### What you are asked to do
Give back exactly the lines from the one containing "Target: clear sky" through the end of the records, including both, and no others.

[Dataset excerpts]
***
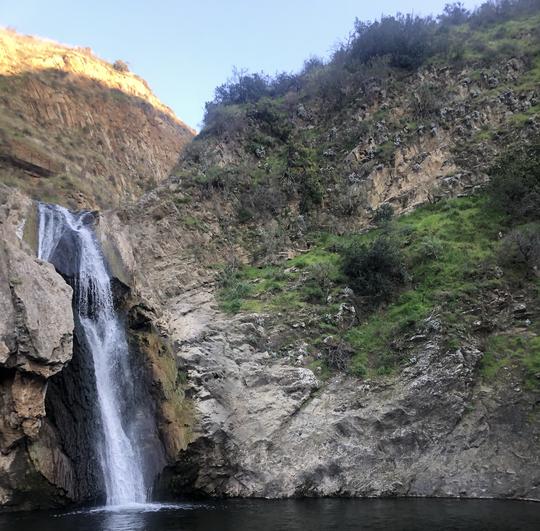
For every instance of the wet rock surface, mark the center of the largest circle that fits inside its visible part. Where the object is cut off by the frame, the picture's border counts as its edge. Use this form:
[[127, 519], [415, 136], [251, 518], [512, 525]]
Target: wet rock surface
[[36, 342]]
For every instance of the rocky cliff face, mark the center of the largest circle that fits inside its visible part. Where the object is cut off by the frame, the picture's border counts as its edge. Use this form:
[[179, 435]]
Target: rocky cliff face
[[266, 422], [77, 131], [245, 405], [266, 425], [36, 341]]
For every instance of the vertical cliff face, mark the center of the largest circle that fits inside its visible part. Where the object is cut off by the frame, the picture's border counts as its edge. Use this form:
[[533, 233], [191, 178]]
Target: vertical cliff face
[[75, 130], [36, 339]]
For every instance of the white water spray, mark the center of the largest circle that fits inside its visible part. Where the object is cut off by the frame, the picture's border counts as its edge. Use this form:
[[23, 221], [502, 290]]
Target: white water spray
[[120, 462]]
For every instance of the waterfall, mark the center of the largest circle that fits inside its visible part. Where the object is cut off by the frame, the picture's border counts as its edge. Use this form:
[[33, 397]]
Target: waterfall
[[67, 240]]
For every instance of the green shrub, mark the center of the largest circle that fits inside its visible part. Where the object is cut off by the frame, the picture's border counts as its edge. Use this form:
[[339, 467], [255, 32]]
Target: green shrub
[[383, 214], [515, 182], [521, 249], [120, 66], [406, 40], [375, 270]]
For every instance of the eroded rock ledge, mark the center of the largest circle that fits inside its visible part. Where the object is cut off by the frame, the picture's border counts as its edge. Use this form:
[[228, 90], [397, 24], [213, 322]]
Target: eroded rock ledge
[[36, 341]]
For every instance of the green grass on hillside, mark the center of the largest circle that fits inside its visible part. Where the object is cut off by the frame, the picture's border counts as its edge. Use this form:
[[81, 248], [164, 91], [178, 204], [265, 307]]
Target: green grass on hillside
[[450, 253]]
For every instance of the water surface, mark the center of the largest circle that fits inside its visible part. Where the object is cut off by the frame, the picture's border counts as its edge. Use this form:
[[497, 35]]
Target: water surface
[[287, 515]]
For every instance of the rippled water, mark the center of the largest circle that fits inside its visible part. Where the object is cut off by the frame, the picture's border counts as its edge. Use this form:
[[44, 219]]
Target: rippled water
[[285, 515]]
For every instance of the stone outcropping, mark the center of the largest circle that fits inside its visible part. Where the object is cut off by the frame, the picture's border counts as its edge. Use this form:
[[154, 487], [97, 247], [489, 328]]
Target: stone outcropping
[[266, 428], [36, 341], [76, 130], [263, 425]]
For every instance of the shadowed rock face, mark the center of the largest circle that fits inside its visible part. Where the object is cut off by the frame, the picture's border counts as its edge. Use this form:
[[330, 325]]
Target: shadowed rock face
[[265, 428], [36, 338], [76, 131]]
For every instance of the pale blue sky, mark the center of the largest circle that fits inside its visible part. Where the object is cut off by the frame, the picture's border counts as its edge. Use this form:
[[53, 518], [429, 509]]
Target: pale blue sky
[[184, 49]]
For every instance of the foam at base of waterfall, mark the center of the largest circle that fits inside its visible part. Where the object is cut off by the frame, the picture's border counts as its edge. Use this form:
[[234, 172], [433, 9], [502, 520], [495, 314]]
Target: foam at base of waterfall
[[121, 463]]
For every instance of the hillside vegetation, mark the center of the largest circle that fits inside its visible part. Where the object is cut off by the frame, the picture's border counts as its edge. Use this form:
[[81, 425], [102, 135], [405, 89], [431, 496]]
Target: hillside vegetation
[[320, 171], [77, 130]]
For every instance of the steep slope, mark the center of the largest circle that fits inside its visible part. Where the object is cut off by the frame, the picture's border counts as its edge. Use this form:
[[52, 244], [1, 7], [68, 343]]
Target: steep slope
[[76, 130], [311, 389], [276, 371]]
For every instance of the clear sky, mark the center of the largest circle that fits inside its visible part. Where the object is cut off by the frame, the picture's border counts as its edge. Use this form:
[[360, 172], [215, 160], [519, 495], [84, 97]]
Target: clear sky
[[185, 48]]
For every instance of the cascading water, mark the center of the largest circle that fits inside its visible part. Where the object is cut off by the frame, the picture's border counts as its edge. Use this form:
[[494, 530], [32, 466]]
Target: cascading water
[[120, 460]]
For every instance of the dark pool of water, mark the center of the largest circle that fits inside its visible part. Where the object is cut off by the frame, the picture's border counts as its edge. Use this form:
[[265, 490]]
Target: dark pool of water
[[286, 515]]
***
### Response to the task
Target: clear sky
[[185, 48]]
For every instance of the cascading water, mark the center of the largest circle that fits inside its visible part. Where the object is cut off by the frame, the picture's border counts as its edge. Use this form:
[[494, 530], [32, 466]]
Target: cascading water
[[120, 460]]
For every instance of the dark pool of water, mark the center of the largest circle that fits inside its visible part. Where the object is cut off by the frame, the picture's border counts as its edge. Use this form:
[[265, 490]]
Target: dark pool of water
[[286, 515]]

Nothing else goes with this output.